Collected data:
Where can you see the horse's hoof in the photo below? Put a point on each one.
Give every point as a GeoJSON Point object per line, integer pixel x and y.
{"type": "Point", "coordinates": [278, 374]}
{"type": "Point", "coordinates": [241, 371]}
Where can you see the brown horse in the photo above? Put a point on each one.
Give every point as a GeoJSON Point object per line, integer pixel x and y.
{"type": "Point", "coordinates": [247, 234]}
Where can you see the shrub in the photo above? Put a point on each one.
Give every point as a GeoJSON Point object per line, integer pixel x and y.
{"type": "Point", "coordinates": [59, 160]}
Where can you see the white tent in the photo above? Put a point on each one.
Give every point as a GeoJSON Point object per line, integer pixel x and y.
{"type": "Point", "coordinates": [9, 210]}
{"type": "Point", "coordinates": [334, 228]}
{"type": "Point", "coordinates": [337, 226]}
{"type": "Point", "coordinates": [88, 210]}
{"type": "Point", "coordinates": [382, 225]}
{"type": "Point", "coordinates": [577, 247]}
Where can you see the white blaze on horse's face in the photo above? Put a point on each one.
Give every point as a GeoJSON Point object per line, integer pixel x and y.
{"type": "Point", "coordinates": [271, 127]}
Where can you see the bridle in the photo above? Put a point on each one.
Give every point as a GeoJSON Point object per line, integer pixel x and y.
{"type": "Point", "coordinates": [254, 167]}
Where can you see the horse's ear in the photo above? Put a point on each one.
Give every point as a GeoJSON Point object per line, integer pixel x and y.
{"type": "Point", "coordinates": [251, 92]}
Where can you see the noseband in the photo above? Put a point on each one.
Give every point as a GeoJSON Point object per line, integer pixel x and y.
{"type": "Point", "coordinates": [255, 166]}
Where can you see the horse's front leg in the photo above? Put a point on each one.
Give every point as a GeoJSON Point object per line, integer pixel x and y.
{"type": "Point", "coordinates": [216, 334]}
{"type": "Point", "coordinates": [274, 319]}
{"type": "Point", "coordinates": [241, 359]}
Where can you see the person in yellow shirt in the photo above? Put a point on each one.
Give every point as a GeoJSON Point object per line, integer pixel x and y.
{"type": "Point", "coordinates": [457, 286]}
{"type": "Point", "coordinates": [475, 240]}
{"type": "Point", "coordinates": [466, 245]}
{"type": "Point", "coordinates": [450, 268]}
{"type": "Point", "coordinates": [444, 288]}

Do this:
Recast each line of the collected data above as a Markdown table with two columns, No. and Text. Number the lines in order and omit any blank lines.

Response below:
| No. | Text |
|---|---|
| 1 | Where can you see the horse's hoof in the photo below? Put a point on each one. |
| 2 | Give every point as a GeoJSON Point object per line, integer pixel x and y. |
| 3 | {"type": "Point", "coordinates": [278, 374]} |
| 4 | {"type": "Point", "coordinates": [241, 371]} |
| 5 | Where can you see the brown horse in the photo above? Put a point on each one. |
| 6 | Give every point as a GeoJSON Point object per line, integer pixel x and y. |
| 7 | {"type": "Point", "coordinates": [247, 234]} |
| 8 | Where can you see the shrub in the photo above? Put a point on each one. |
| 9 | Give every point as a GeoJSON Point object per line, integer pixel x and y. |
| 10 | {"type": "Point", "coordinates": [59, 160]} |
| 11 | Where can you see the white tent in the photo above? Put a point on each one. |
| 12 | Give every point as a GeoJSON Point object per line, integer pixel x and y. |
| 13 | {"type": "Point", "coordinates": [9, 210]} |
| 14 | {"type": "Point", "coordinates": [334, 228]} |
| 15 | {"type": "Point", "coordinates": [337, 226]} |
| 16 | {"type": "Point", "coordinates": [88, 210]} |
| 17 | {"type": "Point", "coordinates": [382, 225]} |
| 18 | {"type": "Point", "coordinates": [577, 247]} |
| 19 | Where can you see the white blaze on horse's face in the photo above? Put a point on each one. |
| 20 | Give every point as a GeoJSON Point object per line, integer pixel x and y. |
| 21 | {"type": "Point", "coordinates": [271, 127]} |
| 22 | Where can you see the bridle in the photo above? Put a point on each one. |
| 23 | Give every point as a GeoJSON Point object per line, integer pixel x and y. |
| 24 | {"type": "Point", "coordinates": [254, 167]} |
| 25 | Where can you see the horse's ear in the photo above? Put a point on each one. |
| 26 | Give every point as a GeoJSON Point object per line, integer pixel x and y. |
| 27 | {"type": "Point", "coordinates": [251, 92]} |
| 28 | Where can you see the noseband in the photo above? Put a point on each one. |
| 29 | Give every point as a GeoJSON Point object per line, integer pixel x and y. |
| 30 | {"type": "Point", "coordinates": [255, 166]} |
| 31 | Where can you see the horse's front leg in the photo above? Put a point on each one. |
| 32 | Give every point as a GeoJSON Point object per line, integer pixel x and y. |
| 33 | {"type": "Point", "coordinates": [216, 334]} |
| 34 | {"type": "Point", "coordinates": [274, 319]} |
| 35 | {"type": "Point", "coordinates": [241, 359]} |
| 36 | Where can you see the person in yellow shirt in the photo above? Put a point on each one. |
| 37 | Give every point as a GeoJSON Point object per line, integer pixel x and y. |
| 38 | {"type": "Point", "coordinates": [457, 286]} |
| 39 | {"type": "Point", "coordinates": [475, 240]} |
| 40 | {"type": "Point", "coordinates": [466, 245]} |
| 41 | {"type": "Point", "coordinates": [450, 268]} |
| 42 | {"type": "Point", "coordinates": [444, 288]} |